=== Source document ===
In the last decade, the research on wireless communications has been strongly focused on the development of 5G. Plenty of papers have started with sentences of the kind: “We consider X, which is a promising method that can greatly improve Y in 5G.” For example, X might be Massive MIMO and Y might be the spectral efficiency. We now know which physical-layer methods made it into the first release of the 5G standard, and which did not. It remains to be seen which methods will actually be used in practice and how large performance improvements 5G can deliver.

There is no doubt that the 5G research has been successful. However, it remains is to improve the developed methods to bridge the gap between the simplifying models and assumptions considered in academia and the practical conditions faced by the industry. Although new scientific papers appear on arXiv.org almost every day, few of them focus on these practically important aspects of the 5G development. Instead, minor variations on well-studied problems dominate and the models are the same simplified ones as ten years ago. We seem to be stuck in doing the same things that led to important advances at the beginning of the 2010s, although we have already solved most problems that can be solved using such simple models. This is why I think we need to revitalize the research!
=== Dataset extract ===
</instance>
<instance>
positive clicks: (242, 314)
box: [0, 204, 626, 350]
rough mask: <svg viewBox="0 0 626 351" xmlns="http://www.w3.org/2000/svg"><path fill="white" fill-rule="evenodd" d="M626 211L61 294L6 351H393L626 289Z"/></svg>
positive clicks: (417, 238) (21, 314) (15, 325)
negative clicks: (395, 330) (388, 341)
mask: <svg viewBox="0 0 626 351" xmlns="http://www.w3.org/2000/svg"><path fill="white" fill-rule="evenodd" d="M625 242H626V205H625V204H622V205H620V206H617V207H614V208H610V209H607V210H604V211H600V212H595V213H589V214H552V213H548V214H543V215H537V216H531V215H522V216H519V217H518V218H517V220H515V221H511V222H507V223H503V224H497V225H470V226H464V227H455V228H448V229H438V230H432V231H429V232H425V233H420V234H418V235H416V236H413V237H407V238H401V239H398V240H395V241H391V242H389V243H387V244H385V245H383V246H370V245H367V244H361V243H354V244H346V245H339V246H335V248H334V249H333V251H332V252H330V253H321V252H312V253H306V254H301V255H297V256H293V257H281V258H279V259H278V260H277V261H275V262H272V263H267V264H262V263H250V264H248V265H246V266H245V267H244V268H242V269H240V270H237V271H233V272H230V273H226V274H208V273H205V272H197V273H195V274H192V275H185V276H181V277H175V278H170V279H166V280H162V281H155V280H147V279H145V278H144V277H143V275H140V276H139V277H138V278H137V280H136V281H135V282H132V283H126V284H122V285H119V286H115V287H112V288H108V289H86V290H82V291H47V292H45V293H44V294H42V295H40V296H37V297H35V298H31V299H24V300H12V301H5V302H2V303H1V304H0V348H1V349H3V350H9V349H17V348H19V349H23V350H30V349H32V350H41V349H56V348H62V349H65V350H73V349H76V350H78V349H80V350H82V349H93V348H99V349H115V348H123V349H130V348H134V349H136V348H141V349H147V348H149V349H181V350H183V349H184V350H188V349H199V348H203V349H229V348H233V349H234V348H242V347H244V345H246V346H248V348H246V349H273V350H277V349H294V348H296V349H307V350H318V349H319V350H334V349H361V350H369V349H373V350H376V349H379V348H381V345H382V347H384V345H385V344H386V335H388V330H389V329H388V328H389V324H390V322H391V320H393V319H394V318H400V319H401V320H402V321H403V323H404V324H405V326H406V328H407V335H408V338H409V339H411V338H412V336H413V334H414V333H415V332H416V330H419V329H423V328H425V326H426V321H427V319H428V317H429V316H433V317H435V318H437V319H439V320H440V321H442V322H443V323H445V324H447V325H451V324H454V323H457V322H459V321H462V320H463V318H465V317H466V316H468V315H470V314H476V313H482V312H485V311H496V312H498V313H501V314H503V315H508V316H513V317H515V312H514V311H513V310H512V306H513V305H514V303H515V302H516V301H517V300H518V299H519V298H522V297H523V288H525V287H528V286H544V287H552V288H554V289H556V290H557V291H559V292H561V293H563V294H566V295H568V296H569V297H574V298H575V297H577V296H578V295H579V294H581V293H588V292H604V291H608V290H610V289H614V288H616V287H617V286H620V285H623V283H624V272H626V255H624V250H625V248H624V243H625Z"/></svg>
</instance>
===
__Activity__. From the passage on 5G research, reproduce the text between "There is no" and "revitalize the research!", inclusive, without changing any words.

__Solution to this exercise__.
There is no doubt that the 5G research has been successful. However, it remains is to improve the developed methods to bridge the gap between the simplifying models and assumptions considered in academia and the practical conditions faced by the industry. Although new scientific papers appear on arXiv.org almost every day, few of them focus on these practically important aspects of the 5G development. Instead, minor variations on well-studied problems dominate and the models are the same simplified ones as ten years ago. We seem to be stuck in doing the same things that led to important advances at the beginning of the 2010s, although we have already solved most problems that can be solved using such simple models. This is why I think we need to revitalize the research!